→ **INSTRUCTIONS**:
**a)** According to the fish and chips piece, which fish is most popular in the north?
**b)** In the fish and chips piece, write out the stretch from "Here we celebrate" through "didn’t know existed." again, but change "glorious" to "wonderful".
**c)** Pick up the fish and chips piece where it stops and write what comes next.

→ **EXCERPTED PASSAGE**:
•••••
Forget whether you have jam and then cream or cream and then jam on your scone, the most divisive culinary choices in Britain must be fish and chips.
Here we celebrate the glorious differences between chippies across the nation and discover a few chippy treasures (and a few battered horrors) we didn’t know existed.
What’s your poisson?
There’s a definite north/south divide here: haddock is the most popular choice in the north while cod is the fish of choice in the south. In major cities and chi chi seaside towns, you might find fancier items such as crayfish tails and Dover sole but, try as they might, nothing truly beats simple crunchy fish and fat chips. If you want to branch out a little, there’s always a fish cake to tickle your fancy, and if you’re in Yorkshire, you might be lucky and get a Yorkshire Fish Cake (originally from Sheffield), which is made up of fish sandwiched between two slices of potato, battered; all your fish and chip raw materials in one easy, crunchy parcel.
•••••
(Point labeling examples)
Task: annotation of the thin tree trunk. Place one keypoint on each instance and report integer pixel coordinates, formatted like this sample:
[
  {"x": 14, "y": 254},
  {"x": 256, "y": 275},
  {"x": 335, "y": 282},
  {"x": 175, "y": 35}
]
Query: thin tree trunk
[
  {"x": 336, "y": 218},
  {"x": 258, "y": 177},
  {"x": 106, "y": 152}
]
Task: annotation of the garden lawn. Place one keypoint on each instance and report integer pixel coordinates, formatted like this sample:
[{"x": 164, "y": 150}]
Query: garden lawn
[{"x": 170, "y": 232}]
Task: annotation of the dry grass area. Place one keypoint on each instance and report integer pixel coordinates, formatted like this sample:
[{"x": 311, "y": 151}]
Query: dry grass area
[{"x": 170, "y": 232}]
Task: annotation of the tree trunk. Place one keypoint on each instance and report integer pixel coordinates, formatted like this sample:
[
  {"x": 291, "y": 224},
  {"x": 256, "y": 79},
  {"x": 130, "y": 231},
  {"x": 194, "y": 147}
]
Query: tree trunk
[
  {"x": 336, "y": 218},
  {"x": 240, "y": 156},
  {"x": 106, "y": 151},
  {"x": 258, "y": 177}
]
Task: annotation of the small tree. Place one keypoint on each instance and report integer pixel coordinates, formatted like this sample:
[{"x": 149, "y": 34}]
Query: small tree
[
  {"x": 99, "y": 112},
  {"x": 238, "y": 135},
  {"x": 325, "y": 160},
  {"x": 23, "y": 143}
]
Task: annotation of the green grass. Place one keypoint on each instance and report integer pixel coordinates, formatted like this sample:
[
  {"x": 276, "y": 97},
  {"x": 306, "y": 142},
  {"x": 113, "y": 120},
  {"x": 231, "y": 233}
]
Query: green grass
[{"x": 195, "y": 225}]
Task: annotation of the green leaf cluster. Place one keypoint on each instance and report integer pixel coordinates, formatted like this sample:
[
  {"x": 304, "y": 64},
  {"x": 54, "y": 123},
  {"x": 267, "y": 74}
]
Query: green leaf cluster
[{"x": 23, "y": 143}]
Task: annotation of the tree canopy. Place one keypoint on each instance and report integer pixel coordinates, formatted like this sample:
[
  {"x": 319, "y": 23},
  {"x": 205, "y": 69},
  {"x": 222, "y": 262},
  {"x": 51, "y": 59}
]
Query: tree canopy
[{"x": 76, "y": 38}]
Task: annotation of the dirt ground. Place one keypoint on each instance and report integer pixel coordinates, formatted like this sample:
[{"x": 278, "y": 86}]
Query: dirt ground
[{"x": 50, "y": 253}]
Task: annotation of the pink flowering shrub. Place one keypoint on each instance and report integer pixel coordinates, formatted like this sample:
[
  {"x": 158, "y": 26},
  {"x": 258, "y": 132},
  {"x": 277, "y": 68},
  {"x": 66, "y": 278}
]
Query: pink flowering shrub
•••••
→ **THE RESPONSES**:
**a)** Haddock.

**b)**
Here we celebrate the wonderful differences between chippies across the nation and discover a few chippy treasures (and a few battered horrors) we didn’t know existed.

**c)**
Chips with everything
Let’s face it, the chips are almost as important as the fish in this illustrious duo, if not more so. Chippy chips (or chipper chips, depending on your location) should be Proper Chips; hunks of potato in various sizes, occasionally with a bit of skin left on. French fries and skinny chips have no place here.
In some areas of Britain they’ve stopped even pretending the chips aren’t the main event, and we admire that. In London, wet chips (with gravy or curry sauce) make up a fine meal in their own right. In the Midlands you might find chips served with gravy and peas or beans, known as a pea mix or a bean mix, and probably two of your five a day. While in the Black Country, orange is the new black and you can buy Orange Chips, which are chips coated in batter and turmeric or paprika and deep fried.
What to put on your chips (or dip your chips in)
Salt and vinegar happens all over the UK but down south it’s pretty much de rigeur and there’s not an awful lot more choice, unless you’re going for ketchup or fancy yourself as continental and have your chips with mayonnaise.
Gravy is found more commonly in the north, though the preponderance of pie shops in London means ‘liquor’ (or gravy to you and me) has made its way onto the capital’s chippy scene, too. Whether you pour the stuff all over your chips or delicately dip is more a matter of class (and whether you’re wearing a dry-clean only top).
Of course, the chip condiment to end all chip condiments must be ‘chippy sauce’ - a mix of vinegar and brown sauce or simply brown sauce and water. If you’re new to this and are offered ‘salt’n’soss’ in a fish and chip shop in the north, that’s what you’re getting. Say ‘yes’!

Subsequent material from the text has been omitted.